> **EXERCISE DIRECTIONS**: Repeat everything from the start of the items down to the line containing "933 598 L 923", with both ends included and no changes.

[Labeled shape records]
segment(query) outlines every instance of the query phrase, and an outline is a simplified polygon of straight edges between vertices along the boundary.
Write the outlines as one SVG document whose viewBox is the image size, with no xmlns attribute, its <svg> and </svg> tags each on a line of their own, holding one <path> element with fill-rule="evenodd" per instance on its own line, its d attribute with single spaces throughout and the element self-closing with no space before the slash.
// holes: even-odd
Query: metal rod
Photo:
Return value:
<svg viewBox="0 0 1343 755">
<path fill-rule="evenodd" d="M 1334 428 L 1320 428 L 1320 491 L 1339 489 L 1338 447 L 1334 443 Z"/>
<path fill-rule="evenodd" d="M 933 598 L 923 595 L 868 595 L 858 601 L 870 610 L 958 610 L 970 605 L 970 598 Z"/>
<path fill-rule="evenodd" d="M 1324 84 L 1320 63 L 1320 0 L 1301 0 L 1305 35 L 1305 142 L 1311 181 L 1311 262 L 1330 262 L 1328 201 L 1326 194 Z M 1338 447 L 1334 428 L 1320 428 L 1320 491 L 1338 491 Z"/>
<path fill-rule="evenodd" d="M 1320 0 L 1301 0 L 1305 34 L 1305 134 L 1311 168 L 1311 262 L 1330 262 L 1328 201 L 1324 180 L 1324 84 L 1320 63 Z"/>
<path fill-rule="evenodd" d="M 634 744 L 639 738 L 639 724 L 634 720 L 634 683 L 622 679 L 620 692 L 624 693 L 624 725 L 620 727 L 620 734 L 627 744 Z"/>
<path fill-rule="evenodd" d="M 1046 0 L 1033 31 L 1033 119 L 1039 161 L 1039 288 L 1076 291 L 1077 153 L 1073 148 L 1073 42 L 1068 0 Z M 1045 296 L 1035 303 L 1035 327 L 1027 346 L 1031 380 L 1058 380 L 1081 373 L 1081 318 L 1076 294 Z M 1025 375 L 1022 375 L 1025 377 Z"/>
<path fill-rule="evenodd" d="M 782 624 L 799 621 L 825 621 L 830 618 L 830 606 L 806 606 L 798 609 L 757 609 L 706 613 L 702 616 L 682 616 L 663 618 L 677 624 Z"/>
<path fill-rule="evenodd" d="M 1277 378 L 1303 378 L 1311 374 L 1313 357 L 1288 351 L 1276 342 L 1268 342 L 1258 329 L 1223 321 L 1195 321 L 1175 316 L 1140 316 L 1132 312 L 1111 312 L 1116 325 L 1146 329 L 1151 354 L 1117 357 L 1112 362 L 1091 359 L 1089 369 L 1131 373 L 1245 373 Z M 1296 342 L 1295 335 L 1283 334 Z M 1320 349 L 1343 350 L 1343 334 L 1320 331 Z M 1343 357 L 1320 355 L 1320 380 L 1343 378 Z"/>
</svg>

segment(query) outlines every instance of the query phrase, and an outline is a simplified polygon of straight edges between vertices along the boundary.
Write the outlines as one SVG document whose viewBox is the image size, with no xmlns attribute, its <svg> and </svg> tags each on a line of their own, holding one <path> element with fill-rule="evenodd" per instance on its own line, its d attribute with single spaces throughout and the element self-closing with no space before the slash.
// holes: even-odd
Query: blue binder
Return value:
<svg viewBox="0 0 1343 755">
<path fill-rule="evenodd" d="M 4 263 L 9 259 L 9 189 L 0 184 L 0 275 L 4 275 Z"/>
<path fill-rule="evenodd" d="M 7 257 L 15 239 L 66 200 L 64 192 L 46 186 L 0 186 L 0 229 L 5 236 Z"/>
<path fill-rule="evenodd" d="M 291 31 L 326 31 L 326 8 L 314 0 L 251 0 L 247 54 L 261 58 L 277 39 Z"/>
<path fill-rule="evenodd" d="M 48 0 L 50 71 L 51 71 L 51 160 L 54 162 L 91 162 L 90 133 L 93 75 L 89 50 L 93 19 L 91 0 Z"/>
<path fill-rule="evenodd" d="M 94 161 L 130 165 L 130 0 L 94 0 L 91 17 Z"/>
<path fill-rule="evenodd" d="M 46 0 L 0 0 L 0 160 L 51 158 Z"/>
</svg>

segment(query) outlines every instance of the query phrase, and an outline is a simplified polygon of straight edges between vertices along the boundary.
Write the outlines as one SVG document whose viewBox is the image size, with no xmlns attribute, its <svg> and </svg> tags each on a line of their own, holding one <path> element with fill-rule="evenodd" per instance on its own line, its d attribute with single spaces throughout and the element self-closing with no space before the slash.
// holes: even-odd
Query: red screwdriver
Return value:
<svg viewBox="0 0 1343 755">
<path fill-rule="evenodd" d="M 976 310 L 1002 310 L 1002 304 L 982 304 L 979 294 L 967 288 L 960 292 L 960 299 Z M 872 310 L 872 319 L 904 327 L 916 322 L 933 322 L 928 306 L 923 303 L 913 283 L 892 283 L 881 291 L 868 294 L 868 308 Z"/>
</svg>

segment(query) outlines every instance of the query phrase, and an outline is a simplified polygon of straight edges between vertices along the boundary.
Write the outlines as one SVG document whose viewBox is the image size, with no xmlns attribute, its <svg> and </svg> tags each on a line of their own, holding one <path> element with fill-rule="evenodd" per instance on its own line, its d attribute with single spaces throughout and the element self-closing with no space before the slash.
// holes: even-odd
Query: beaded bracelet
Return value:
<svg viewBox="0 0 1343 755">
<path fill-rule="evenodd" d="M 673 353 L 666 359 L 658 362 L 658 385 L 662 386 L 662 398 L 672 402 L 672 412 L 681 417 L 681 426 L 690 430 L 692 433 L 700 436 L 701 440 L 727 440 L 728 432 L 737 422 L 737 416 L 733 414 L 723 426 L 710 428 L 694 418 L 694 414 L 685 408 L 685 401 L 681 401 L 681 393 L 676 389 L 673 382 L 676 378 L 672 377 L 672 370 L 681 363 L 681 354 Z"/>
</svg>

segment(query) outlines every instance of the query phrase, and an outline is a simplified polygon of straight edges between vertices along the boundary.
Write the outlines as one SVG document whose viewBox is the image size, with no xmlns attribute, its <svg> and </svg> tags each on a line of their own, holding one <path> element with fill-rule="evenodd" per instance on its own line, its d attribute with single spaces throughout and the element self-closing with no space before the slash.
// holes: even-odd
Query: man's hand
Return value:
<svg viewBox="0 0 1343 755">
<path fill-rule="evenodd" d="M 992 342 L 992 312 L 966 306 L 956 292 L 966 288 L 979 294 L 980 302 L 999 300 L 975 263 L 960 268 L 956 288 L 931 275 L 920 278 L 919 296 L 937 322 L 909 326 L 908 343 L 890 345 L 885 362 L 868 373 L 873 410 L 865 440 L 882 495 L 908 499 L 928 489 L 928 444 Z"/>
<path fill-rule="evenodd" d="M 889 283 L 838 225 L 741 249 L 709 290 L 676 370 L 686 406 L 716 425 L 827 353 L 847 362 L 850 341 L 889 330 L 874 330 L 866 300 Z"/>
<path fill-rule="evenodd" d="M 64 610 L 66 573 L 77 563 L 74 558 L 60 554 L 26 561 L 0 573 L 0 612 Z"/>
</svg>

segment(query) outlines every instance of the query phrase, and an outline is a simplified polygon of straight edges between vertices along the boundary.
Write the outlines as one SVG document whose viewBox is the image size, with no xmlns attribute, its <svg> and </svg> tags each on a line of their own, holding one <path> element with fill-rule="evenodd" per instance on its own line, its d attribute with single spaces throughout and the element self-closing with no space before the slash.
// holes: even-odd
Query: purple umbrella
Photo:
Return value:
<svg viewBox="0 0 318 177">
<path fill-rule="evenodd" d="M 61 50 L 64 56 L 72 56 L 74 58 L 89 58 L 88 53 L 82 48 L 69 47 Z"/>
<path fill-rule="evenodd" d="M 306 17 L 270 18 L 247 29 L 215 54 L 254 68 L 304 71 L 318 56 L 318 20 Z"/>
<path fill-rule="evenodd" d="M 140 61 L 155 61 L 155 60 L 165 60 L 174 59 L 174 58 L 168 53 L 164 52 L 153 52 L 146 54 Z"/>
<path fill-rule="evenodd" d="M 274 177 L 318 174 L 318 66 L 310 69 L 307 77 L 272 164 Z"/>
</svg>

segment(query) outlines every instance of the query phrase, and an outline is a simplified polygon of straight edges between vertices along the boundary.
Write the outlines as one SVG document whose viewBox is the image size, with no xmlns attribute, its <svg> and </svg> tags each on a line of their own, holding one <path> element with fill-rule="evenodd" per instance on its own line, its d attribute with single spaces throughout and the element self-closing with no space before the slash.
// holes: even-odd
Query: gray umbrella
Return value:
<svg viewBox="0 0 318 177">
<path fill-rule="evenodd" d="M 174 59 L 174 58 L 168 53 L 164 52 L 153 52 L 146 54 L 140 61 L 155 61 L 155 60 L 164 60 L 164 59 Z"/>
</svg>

> **WRITTEN RESPONSE**:
segment(query) outlines every instance of the query phrase, and an outline is a simplified polygon of straight edges between vertices along the boundary.
Write the outlines as one SVG document whose viewBox is the image size, with no xmlns attribute, its <svg> and </svg> tags each on a line of their own, holding one <path> element with fill-rule="evenodd" per instance on its own line, its d attribute with single spaces throughout and the element self-closing with no space before the slash.
// holes: even-odd
Query: metal rod
Photo:
Return value:
<svg viewBox="0 0 1343 755">
<path fill-rule="evenodd" d="M 1334 428 L 1320 428 L 1320 491 L 1339 489 L 1338 447 L 1334 443 Z"/>
<path fill-rule="evenodd" d="M 933 598 L 923 595 L 868 595 L 858 601 L 870 610 L 958 610 L 970 605 L 970 598 Z"/>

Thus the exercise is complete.